### Excerpted data
+ + +
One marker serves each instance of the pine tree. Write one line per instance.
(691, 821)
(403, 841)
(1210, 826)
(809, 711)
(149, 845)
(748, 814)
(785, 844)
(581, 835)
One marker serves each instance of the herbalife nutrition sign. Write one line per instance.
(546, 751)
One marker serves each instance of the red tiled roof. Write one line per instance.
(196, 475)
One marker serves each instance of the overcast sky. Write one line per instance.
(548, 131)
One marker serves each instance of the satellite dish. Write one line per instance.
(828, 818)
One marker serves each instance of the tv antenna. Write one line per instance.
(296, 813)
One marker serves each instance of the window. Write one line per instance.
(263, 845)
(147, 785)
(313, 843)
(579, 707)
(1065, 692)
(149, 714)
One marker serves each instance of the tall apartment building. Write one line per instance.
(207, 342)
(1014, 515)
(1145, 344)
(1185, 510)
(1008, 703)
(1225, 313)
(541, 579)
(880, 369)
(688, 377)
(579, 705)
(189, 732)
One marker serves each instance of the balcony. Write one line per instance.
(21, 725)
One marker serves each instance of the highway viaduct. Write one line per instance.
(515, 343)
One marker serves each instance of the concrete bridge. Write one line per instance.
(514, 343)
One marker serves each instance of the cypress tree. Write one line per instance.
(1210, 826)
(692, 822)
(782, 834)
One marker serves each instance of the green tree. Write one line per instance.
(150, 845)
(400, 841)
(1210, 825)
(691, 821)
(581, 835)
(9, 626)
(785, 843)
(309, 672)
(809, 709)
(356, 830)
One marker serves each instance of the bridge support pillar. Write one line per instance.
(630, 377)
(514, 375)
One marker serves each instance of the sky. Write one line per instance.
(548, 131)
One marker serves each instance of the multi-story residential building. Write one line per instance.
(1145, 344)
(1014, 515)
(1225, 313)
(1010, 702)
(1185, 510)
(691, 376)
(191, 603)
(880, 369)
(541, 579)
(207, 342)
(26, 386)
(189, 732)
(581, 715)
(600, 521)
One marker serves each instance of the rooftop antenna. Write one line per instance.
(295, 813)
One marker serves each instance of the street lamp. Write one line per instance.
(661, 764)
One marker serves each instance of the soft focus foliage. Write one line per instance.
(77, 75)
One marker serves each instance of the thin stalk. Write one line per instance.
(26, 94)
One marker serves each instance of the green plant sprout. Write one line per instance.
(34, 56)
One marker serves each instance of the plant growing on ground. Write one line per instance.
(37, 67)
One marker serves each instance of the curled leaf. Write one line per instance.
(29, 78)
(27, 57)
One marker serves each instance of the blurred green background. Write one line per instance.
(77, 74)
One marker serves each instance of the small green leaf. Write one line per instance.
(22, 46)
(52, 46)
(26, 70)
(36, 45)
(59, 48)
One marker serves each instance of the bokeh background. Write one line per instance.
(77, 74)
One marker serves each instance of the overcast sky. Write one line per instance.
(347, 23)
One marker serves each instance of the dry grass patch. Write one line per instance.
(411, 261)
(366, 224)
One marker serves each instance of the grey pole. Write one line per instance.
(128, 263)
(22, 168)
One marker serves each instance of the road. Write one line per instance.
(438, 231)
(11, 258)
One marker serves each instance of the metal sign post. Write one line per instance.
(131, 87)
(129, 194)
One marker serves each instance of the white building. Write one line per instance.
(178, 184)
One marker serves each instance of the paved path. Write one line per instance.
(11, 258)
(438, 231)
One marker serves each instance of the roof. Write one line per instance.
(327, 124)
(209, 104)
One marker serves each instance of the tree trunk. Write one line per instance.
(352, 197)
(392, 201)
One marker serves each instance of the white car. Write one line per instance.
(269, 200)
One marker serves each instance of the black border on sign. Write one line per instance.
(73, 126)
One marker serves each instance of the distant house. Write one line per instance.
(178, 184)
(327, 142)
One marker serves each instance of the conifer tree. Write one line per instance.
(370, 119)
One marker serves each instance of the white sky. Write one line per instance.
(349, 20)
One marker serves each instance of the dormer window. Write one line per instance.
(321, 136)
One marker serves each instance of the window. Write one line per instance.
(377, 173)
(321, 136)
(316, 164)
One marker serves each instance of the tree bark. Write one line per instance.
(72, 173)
+ + +
### Exercise instructions
Starting at the top of the records, copy every line exactly.

### Written response
One marker serves each instance of the pine tree. Write one line per instance.
(691, 821)
(403, 841)
(1210, 826)
(809, 711)
(149, 845)
(748, 814)
(785, 844)
(581, 835)
One marker serves each instance of the herbalife nutrition sign. Write one line per instance.
(546, 751)
One marker serves each instance of the red tiled roof. Write one line per instance.
(196, 475)
One marker serves each instance of the overcast sky. Write one line per instance.
(548, 131)
One marker serves each instance of the satellite dish. Write one line per instance.
(828, 818)
One marker serves each instance of the tv antenna. Write one line per instance.
(296, 813)
One marker serves each instance of the window. Write one line per instance.
(263, 845)
(147, 785)
(313, 843)
(579, 707)
(1065, 692)
(149, 714)
One marker serves each instance of the tall apartment building. Write one line per instance.
(207, 342)
(1014, 515)
(1145, 344)
(1185, 510)
(1008, 703)
(1225, 313)
(541, 579)
(880, 369)
(688, 377)
(579, 705)
(189, 732)
One marker serves each instance of the balcony. Write one line per instance.
(21, 725)
One marker serves each instance of the highway viaduct. Write one line per instance.
(515, 343)
One marker serves each instance of the concrete bridge. Write one line per instance.
(514, 343)
One marker serves each instance of the cypress tree. Write one line per instance.
(1210, 826)
(692, 822)
(782, 834)
One marker serves each instance of the green tree. Write one line per instance.
(150, 845)
(400, 841)
(1210, 825)
(691, 821)
(581, 835)
(9, 626)
(785, 843)
(309, 672)
(809, 709)
(356, 830)
One marker serves each instance of the bridge support pillar. Write one line per instance.
(630, 377)
(514, 375)
One marker serves each instance of the sky. Write one line per instance.
(548, 131)
One marker serves each instance of the multi-story residential building. Write one line per instance.
(1145, 344)
(1014, 515)
(1225, 313)
(1010, 702)
(1185, 510)
(691, 376)
(191, 603)
(880, 369)
(541, 579)
(207, 342)
(26, 386)
(189, 732)
(581, 715)
(600, 521)
One marker serves each instance of the rooftop antenna. Write one line per instance.
(295, 813)
One marker serves each instance of the street lamp. Write one line per instance.
(661, 764)
One marker serves each instance of the soft focus foliage. Write one line per instance.
(77, 75)
One marker serves each instance of the thin stalk. Write one line per instance.
(26, 94)
One marker serves each instance of the green plant sprout. Write one line per instance.
(34, 56)
One marker serves each instance of the plant growing on ground. Write one line per instance.
(37, 67)
One marker serves each instance of the curled leaf. Write one line per instance.
(29, 78)
(27, 57)
One marker serves each instance of the blurred green background. Write one line per instance.
(77, 74)
One marker serves each instance of the small green leaf. Write one line per instance.
(22, 46)
(52, 46)
(26, 70)
(36, 45)
(59, 48)
One marker serves each instance of the bokeh background. Write one line per instance.
(77, 74)
One marker serves each instance of the overcast sky. Write one line per instance.
(347, 23)
One marker serves each instance of the dry grass patch. Write one line per instance.
(411, 261)
(366, 224)
One marker serves each instance of the grey pole. Write one line per instance.
(128, 263)
(22, 168)
One marker serves each instance of the road. Write one line per instance.
(438, 231)
(11, 258)
One marker serves each instance of the metal sign post. Write one line per instance.
(131, 87)
(129, 194)
One marker serves each instance of the white building. Write one line per instance.
(178, 184)
One marker serves each instance of the paved path. Write one line per instance.
(11, 258)
(438, 231)
One marker serves each instance of the roof. Write one line per instance.
(327, 124)
(209, 104)
One marker serves each instance of the tree trunk. Write one line per instance.
(352, 197)
(392, 201)
One marker serves each instance of the white car. Write one line per instance.
(269, 200)
One marker serves each instance of the black border on sign. Write one line per instance.
(73, 126)
One marker serves each instance of the distant house. Write one line per instance.
(178, 184)
(327, 142)
One marker serves each instance of the conifer tree. Write one line per instance.
(370, 119)
One marker serves each instance of the white sky. Write one line per instance.
(349, 20)
One marker serves each instance of the dormer window. Write one line per instance.
(321, 136)
One marker serves each instance of the window. Write one line per instance.
(377, 173)
(321, 136)
(316, 164)
One marker serves each instance of the tree bark. Write one line per instance.
(72, 173)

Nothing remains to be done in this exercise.